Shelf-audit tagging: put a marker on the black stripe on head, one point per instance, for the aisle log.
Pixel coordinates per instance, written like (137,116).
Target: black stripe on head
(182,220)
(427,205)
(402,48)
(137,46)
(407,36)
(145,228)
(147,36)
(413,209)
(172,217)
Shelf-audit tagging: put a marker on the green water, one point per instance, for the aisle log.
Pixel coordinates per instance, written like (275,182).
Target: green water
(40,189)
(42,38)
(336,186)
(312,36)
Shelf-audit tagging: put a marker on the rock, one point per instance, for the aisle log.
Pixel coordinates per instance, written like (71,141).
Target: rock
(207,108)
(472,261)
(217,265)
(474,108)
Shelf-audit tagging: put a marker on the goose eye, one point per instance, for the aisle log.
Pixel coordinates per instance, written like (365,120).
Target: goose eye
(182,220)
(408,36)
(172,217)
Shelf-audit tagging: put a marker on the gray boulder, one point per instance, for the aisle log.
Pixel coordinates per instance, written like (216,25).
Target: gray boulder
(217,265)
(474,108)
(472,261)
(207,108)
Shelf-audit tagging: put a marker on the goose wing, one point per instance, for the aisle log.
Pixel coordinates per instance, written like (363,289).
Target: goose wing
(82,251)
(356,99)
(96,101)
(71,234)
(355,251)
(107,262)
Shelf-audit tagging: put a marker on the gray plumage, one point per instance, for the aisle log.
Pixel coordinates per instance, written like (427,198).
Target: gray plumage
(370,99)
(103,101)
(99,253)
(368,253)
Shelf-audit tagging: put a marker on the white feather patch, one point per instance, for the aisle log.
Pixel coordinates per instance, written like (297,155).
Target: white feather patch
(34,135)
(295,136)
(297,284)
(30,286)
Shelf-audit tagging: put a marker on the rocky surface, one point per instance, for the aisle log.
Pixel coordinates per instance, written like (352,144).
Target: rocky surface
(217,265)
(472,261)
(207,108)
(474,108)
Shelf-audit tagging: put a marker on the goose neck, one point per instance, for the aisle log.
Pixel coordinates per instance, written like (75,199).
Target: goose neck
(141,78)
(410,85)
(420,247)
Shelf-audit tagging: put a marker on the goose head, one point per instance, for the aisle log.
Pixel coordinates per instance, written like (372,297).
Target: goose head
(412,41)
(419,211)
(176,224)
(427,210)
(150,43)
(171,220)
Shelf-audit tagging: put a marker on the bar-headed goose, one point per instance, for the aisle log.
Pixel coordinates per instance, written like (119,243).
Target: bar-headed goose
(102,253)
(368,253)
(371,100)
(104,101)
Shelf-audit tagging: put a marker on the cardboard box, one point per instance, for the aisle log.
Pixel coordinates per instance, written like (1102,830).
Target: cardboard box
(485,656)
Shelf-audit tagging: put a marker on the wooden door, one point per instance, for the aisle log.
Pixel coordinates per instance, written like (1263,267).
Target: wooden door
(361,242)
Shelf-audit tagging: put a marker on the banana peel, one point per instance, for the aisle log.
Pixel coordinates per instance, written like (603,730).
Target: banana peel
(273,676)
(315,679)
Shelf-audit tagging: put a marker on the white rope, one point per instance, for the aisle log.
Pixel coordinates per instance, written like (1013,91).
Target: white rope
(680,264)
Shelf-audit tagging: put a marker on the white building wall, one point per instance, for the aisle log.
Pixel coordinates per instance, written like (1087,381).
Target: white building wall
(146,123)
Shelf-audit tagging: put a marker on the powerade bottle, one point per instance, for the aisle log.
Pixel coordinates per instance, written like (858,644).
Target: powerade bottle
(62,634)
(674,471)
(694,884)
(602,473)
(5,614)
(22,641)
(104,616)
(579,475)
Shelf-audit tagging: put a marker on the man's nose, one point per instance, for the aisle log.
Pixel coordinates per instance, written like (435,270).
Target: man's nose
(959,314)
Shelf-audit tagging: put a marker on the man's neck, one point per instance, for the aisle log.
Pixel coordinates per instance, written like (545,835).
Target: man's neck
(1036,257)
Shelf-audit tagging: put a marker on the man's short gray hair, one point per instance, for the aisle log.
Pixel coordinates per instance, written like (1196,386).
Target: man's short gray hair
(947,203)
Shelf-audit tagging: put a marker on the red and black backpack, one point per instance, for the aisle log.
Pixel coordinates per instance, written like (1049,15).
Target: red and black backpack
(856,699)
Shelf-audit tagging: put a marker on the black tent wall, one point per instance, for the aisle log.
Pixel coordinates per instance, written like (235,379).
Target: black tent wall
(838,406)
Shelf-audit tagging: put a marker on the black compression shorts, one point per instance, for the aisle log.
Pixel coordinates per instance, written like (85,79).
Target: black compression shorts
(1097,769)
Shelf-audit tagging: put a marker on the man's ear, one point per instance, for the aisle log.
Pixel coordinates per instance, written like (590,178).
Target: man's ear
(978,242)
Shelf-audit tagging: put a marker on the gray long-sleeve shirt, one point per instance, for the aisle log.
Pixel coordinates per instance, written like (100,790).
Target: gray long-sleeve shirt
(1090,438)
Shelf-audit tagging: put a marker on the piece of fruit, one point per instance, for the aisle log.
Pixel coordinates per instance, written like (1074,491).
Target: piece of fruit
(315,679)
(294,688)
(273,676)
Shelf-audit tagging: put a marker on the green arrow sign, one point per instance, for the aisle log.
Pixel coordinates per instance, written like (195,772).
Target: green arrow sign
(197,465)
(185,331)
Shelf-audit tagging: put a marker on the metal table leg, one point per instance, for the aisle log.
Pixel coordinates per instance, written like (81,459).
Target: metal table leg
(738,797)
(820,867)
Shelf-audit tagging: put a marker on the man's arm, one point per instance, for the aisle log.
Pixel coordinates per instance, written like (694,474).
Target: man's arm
# # # # # # #
WHAT YOU HAVE TO DO — Going line by line, copy the data above exactly.

REPLY —
Shelf-audit tagging: put a marker on the black stripe on head, one point per instance, for the aisle log.
Pixel coordinates per instance, written like (137,116).
Target: black stripe on head
(182,220)
(427,205)
(402,48)
(137,46)
(407,36)
(145,228)
(147,36)
(413,209)
(172,217)
Shelf-audit tagging: put a marker on the green water, one point per instance, for the aisle log.
Pixel coordinates per instance, written like (275,182).
Target: green water
(40,189)
(42,38)
(336,186)
(312,36)
Shelf-audit tagging: put a marker on the rock, one point per instance, for the aisle log.
Pixel coordinates per instance, written like (71,141).
Target: rock
(207,108)
(472,261)
(217,265)
(474,108)
Shelf-audit tagging: put a marker on the goose eye, one point per instance, for the aisle log.
Pixel coordinates per instance, written like (365,120).
Target: goose eye
(182,220)
(408,36)
(172,217)
Shelf-audit tagging: put a marker on the gray boulder, one point per instance, for the aisle log.
Pixel coordinates per instance, written like (216,25).
Target: gray boulder
(217,265)
(474,108)
(472,261)
(207,108)
Shelf-audit tagging: put a marker on the goose wing, one point per instance, for the aisle log.
Pixel coordinates per instance, written like (363,289).
Target: goose wing
(82,251)
(356,99)
(96,101)
(71,234)
(355,251)
(107,262)
Shelf-audit tagging: put a marker on the gray plumage, one point per instance, for the aisle log.
Pixel coordinates per instance, written like (427,198).
Target: gray plumage
(370,99)
(103,101)
(99,253)
(368,253)
Shelf-audit tagging: put a marker on the white feather patch, one point per instance, for the aisle log.
Pixel coordinates per instance, written like (297,155).
Target: white feather patch
(34,135)
(295,136)
(297,284)
(30,286)
Shelf-audit tagging: put a marker on the rocky surface, one point per instance, for the aisle log.
Pixel coordinates per instance, written like (352,144).
Target: rocky surface
(217,265)
(472,261)
(207,108)
(474,108)
Shelf-audit tagging: put a marker on the goose neck, one point per instance, for the aisle log.
Pixel coordinates per instance, written like (75,199).
Target: goose neck
(141,78)
(410,85)
(420,247)
Shelf-audit tagging: put a marker on the goose head, one point per instance, for the aisle log.
Pixel coordinates per instance, written like (372,297).
Target: goose head
(412,41)
(419,211)
(176,224)
(427,210)
(150,43)
(171,220)
Shelf-audit tagging: put a marker on the bar-headed goose, one point per instance, for the aisle log.
Pixel coordinates per instance, written like (119,243).
Target: bar-headed goose
(102,253)
(368,253)
(371,100)
(104,101)
Shelf-audit tagging: put a marker on the cardboard box, one point per instance, for the aisle log.
Pixel coordinates per instance, written like (1102,830).
Target: cardboard box
(485,656)
Shelf-audit tagging: put a marker on the wooden door, one point per instance, for the aisle log.
Pixel coordinates per instance, written like (1263,267).
Target: wooden door
(361,242)
Shelf-audit tagging: put a marker on the banana peel, one point per instance, for the aisle log.
Pixel coordinates per instance, written like (603,730).
Target: banana peel
(273,676)
(315,679)
Shelf-audit tagging: put a marker on the white rope, one point per instance, for the aisle log.
Pixel coordinates per instance, written like (1013,91).
Target: white rope
(680,264)
Shelf-audit tagging: put a marker on the white building wall, one point per instance, for the aisle log.
Pixel coordinates per instance, written like (1087,381).
Target: white building wall
(146,123)
Shelf-audit tagging: put a marker on the powerade bottle, one point per instance, for the aisle log.
Pixel coordinates per instance, written like (858,644).
Target: powerade bottle
(62,634)
(674,471)
(694,884)
(602,473)
(5,614)
(22,641)
(104,616)
(579,475)
Shelf-audit tagging: put a marker on the man's nose, one point per instance, for the aisle log.
Pixel coordinates per instance, written like (435,270).
Target: man's nose
(959,314)
Shelf-audit tagging: put a marker on the man's neck, one point per instance, for the aisle log.
Pixel coordinates per instance, written like (545,835).
Target: man's neck
(1036,257)
Shelf-audit tagging: put a marker on the man's short gray hair, one point per instance, for the aisle log.
Pixel coordinates per instance, written like (1196,386).
Target: man's short gray hair
(947,203)
Shelf-audit tagging: put a marker on the red and black backpack, one point per instance, for the aisle log.
Pixel coordinates per instance, written like (1049,15).
Target: red and black backpack
(856,699)
Shelf-audit tagging: put a marker on the black tent wall, one point per instance, for the aisle log.
Pixel coordinates per instance, written like (235,379).
Target: black tent wall
(838,406)
Shelf-audit tagging: put a marker on the black compression shorts, one point per instance, for the aisle log.
Pixel coordinates per instance, written like (85,79).
Target: black compression shorts
(1097,769)
Shelf-audit tagging: put a marker on the man's ear, one point per instance, for the aisle log.
Pixel coordinates per instance, written like (590,178).
Target: man's ear
(978,242)
Shelf-audit tagging: put a marker on the gray long-sleeve shirt, one point per instance, for the aisle log.
Pixel coordinates per instance, written like (100,790).
Target: gray long-sleeve shirt
(1090,438)
Shelf-audit tagging: put a marker on the piece of fruit, one point per instance, for the aisle log.
Pixel coordinates per instance, written like (1074,491).
Target: piece of fruit
(315,679)
(294,688)
(273,676)
Shelf-audit tagging: put a marker on the green arrow sign, one point per instance, for the aisle log.
Pixel coordinates per instance, written like (195,772).
Target: green arrow sign
(197,465)
(185,331)
Shelf-audit tagging: put a marker on the metal table leg, one point per instance, for the aisle log.
Pixel coordinates per instance, written like (81,459).
Target: metal table leg
(738,797)
(820,867)
Shelf-audit tagging: put a marker on the man's arm, one point per instance, for the aisle log.
Pixel coordinates per instance, written like (694,474).
Target: man's arm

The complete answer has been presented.